---------- Исходный отрывок

Но это означает, что ум в первую очередь должен быть очищен и восстановлен. «В какой мере человек очистил свой ум, в такой мере он видит славу Бога», – говорит прп. Ефрем Сирин. «Ибо как свет очей, соединившись с солнечными лучами, становится совершенным светом и таким образом начинает видеть чувственные предметы, так и ум, став единым с Господом, ясно видит благодаря этому духовные предметы» [178] – как
будто продолжает его мысль святитель Григорий Палама. Очищение ума в аскетике представляется как борьба с диаволом. Преподобный Силуан Афонский говорит об этом: «Ум с умом борется – наш ум с умом врага»[179].
Если человек не пользуется умом сам, говорит старец Паисий Афонский, им пользуется диавол. Поэтому аскеты всегда особое внимание проявляют к уму. В аскетике даже существует такая дисциплина как «аскеза ума», – интенсивное чтение и размышление, способствующее очищению ума. И такая практика нисколько не противоречит опыту молитвенного подвига, а, наоборот, делает и саму молитву более действенной.
Молитвенный подвиг у исихастов требует напряжения всех сил, внутренней сосредоточенности, и ум в этой работе исполняет роль некого руководителя или координирующего центра. Благодаря умным усилиям можно силы и энергии сосредоточить, а можно, наоборот, рассредоточить, отвлечь часть сил на какое-то необходимое дело, не оставляя главного, – молитвенного подвига. Святитель Григорий Палама в «Триадах» [180] описывает такой координационный принцип работы ума, называя его «умом-епископом». К Богу нас приближает покаяние. Святые отцы называли
покаяние вторым крещением, воссоединяющим нас с Богом [181].
Чтобы покаяться, необходимо увидеть свой грех, – ум, по мнению отцов, видит грех. «Начало просвещения души и признак ее здравия, – говорит преподобный Петр Дамаскин, – заключается в том, когда ум начнет зреть свои согрешения, подобные множеством своим морскому песку» [182]. Без покаяния, без осознания своего греха спасение невозможно. Но осознание греха, его опознание невозможно без его наименования, а именование – невозможно без рассуждения. «Рассуждение в новоначальных есть истинное познание своего устроения душевного, – поучает преподобный Иоанн Лествичник, – в средних оно есть умное чувство, которое непогрешительно различает истинно доброе от естественного, и от того, что противно
доброму; в совершенных же рассуждение есть находящийся в них душевный разум, дарованный Божественным просвещением, который светильником своим может просвещать и то, что есть темного в душах других» [183].
В практике Церкви Таинству приобщения Тела и Крови Христовой всегда предшествует покаяние. Но этот важнейший после крещения духовный акт назван в Писании греческим словом μεηανοια, что точнее всего переводится словосочетанием «изменение ума». «Преобразуйтесь обновлением ума вашего, чтобы вам познавать, что есть воля Божия» (Рим.12, 2), – наставляет апостол. Познание воли Божией, оказывается, есть
сознательный, умный акт. Поэтому и сам христианский путь к Богу – это путь формирования (выращивания) правильного сознания. «Вникай в себя и в учение; занимайся сим постоянно: ибо, так поступая, и себя спасешь и слушающих тебя» (1 Тим. 4, 16), – заповедует нам апостол Павел. Но без размышления никакого изменения ума совершить невозможно.

--------------------
---------- Представленный материал

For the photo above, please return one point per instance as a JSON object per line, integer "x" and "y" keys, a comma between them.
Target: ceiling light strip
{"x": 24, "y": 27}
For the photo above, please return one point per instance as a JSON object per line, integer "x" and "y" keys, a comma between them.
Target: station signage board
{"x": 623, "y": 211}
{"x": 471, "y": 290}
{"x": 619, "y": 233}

--------------------

Задание
Пожалуйста, перепишите фрагмент отрывка об уме, начиная с «Если человек не» и заканчивая «молитву более действенной.», заменив «аскеты» на «подвижники». Пункты набора здесь никакой роли не играют.

Результат
Если человек не пользуется умом сам, говорит старец Паисий Афонский, им пользуется диавол. Поэтому подвижники всегда особое внимание проявляют к уму. В аскетике даже существует такая дисциплина как «аскеза ума», – интенсивное чтение и размышление, способствующее очищению ума. И такая практика нисколько не противоречит опыту молитвенного подвига, а, наоборот, делает и саму молитву более действенной.